Your task = Copy every line of the material below word for word, without changing anything.

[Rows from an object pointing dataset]
"""
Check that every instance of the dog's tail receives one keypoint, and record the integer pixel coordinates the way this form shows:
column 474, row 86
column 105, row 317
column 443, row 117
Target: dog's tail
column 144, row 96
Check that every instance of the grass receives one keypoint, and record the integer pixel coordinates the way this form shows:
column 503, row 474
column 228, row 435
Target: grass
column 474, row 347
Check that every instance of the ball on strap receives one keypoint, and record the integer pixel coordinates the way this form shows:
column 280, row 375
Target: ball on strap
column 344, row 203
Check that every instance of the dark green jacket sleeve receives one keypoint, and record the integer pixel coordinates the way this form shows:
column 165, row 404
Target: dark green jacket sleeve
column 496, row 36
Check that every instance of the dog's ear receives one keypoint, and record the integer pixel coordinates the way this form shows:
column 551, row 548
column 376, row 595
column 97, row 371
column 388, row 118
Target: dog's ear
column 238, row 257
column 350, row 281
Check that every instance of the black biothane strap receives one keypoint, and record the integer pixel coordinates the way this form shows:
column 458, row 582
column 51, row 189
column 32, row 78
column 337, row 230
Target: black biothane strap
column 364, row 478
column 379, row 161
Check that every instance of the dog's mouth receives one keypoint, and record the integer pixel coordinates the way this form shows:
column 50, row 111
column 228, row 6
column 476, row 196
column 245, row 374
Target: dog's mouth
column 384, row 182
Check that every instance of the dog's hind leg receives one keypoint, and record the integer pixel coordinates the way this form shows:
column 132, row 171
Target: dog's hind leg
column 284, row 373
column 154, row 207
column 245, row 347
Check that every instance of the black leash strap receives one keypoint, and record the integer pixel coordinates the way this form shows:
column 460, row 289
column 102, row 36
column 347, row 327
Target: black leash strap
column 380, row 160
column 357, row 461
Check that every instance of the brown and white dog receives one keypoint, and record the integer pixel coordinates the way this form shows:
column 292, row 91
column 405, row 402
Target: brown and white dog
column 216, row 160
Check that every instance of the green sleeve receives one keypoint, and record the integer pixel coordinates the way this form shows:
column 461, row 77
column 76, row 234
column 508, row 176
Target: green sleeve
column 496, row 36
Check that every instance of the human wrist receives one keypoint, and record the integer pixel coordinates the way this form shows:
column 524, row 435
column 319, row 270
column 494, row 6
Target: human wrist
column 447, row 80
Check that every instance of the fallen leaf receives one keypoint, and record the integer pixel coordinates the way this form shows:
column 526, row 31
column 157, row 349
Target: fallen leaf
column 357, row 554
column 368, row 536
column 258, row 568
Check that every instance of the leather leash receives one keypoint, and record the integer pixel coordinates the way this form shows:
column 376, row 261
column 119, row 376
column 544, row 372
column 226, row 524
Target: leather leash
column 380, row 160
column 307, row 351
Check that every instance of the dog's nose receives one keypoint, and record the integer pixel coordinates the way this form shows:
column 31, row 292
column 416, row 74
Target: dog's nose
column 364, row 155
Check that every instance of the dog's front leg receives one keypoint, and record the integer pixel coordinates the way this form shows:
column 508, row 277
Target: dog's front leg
"""
Task solution =
Check that every instance of the dog's tail receives one keypoint, and record the integer pixel coordinates the way this form shows:
column 474, row 86
column 105, row 317
column 443, row 117
Target: dog's tail
column 144, row 96
Check that every instance of the grass receives one keypoint, and record the integer pixel coordinates the way this form shows:
column 503, row 474
column 228, row 435
Target: grass
column 474, row 347
Check that every instance of the ball on strap receives one keypoint, and record the integer pixel coordinates the way this form shows:
column 280, row 375
Target: ball on strap
column 344, row 203
Check that every instance of the dark green jacket sleeve receives one keypoint, and record the integer pixel coordinates the way this form shows:
column 165, row 404
Target: dark green jacket sleeve
column 496, row 36
Check that every instance of the dog's ear receives one keypoint, and record the integer pixel coordinates the way this form shows:
column 551, row 548
column 376, row 595
column 97, row 371
column 388, row 118
Target: dog's ear
column 238, row 257
column 350, row 281
Check that every instance of the black biothane strap receives one keypoint, and record the integer pixel coordinates the way this form shows:
column 458, row 582
column 51, row 189
column 32, row 78
column 337, row 230
Target: black biothane strap
column 364, row 478
column 379, row 161
Check that every instance of the dog's mouth receives one keypoint, and record the integer pixel coordinates the way this form shows:
column 50, row 111
column 228, row 6
column 476, row 196
column 245, row 374
Target: dog's mouth
column 384, row 182
Check that every instance of the dog's hind leg receives one keypoint, and record the integer pixel coordinates the way this form shows:
column 132, row 171
Target: dog's hind leg
column 284, row 373
column 154, row 207
column 245, row 347
Check that every instance of the black leash strap receives one keypoint, and record the integer pixel coordinates the way this form shows:
column 460, row 289
column 102, row 36
column 347, row 327
Target: black leash strap
column 380, row 160
column 357, row 461
Check that every instance of the brown and white dog receives one keypoint, and record the integer pixel coordinates the way this form shows:
column 292, row 91
column 405, row 402
Target: brown and white dog
column 216, row 160
Check that every instance of the green sleeve receives one keypoint, and record the integer pixel coordinates the way this form shows:
column 461, row 77
column 76, row 234
column 508, row 176
Target: green sleeve
column 496, row 36
Check that every instance of the human wrist receives one keypoint, and record the integer pixel coordinates the way this form shows:
column 524, row 435
column 319, row 270
column 494, row 6
Target: human wrist
column 447, row 80
Check that every instance of the fallen leaf receives one keypoint, and record the integer pixel coordinates the way this form shows:
column 526, row 31
column 157, row 349
Target: fallen leaf
column 357, row 554
column 368, row 536
column 258, row 568
Check that every instance of the leather leash receives one keypoint, and record the integer pixel coordinates the way this form shows:
column 376, row 261
column 119, row 376
column 544, row 372
column 226, row 524
Target: leather leash
column 380, row 160
column 307, row 351
Check that every instance of the dog's nose receives one keypoint, and record the integer pixel coordinates the way this form shows:
column 31, row 292
column 416, row 74
Target: dog's nose
column 364, row 155
Check that every instance of the dog's front leg receives one keypoint, and record the integer pixel coordinates the way this form shows:
column 508, row 277
Target: dog's front leg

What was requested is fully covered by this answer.